**Study text**
----
Apparently Messers. Luskin and Hynes aren’t aware that we tax more than just vices. We often tax income, gasoline, services, food, hell, we even tax suntan beds. If you buy a cell phone, there is a specific tax just for buying that phone, if you fly, there’s a specific tax just for your ticket.

 

But you’d never know it from the angry anticapitalist rhetoric of the tax’s proponents.

 

I love when idiots from the right call moderates anti-capitalists. If they were anti-capitalists, they’d want to end the existence of the stock market, you twits. They don’t. They want to raise money from it, BECAUSE IT ABOUT BANKRUPTED THE ECONOMY. The day you see DeFazio writing a bill that says “The New York Stock Exchange shall no longer exist” then you can call him an anti-capitalist.
----
**Action item**
Please extract the stretch of the tax commentary above from "Apparently Messers. Luskin" through "for your ticket.", word for word.
----
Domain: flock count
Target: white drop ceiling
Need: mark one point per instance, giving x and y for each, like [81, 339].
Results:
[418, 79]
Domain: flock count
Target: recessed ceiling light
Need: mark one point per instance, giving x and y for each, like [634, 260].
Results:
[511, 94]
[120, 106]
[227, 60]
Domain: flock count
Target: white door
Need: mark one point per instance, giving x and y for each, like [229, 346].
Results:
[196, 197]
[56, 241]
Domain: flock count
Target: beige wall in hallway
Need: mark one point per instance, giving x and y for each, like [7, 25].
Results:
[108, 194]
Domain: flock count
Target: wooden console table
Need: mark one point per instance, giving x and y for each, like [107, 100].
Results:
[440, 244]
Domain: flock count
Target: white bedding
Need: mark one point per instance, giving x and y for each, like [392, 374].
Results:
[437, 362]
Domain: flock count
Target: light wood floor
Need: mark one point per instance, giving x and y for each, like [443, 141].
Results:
----
**Result for this task**
Apparently Messers. Luskin and Hynes aren’t aware that we tax more than just vices. We often tax income, gasoline, services, food, hell, we even tax suntan beds. If you buy a cell phone, there is a specific tax just for buying that phone, if you fly, there’s a specific tax just for your ticket.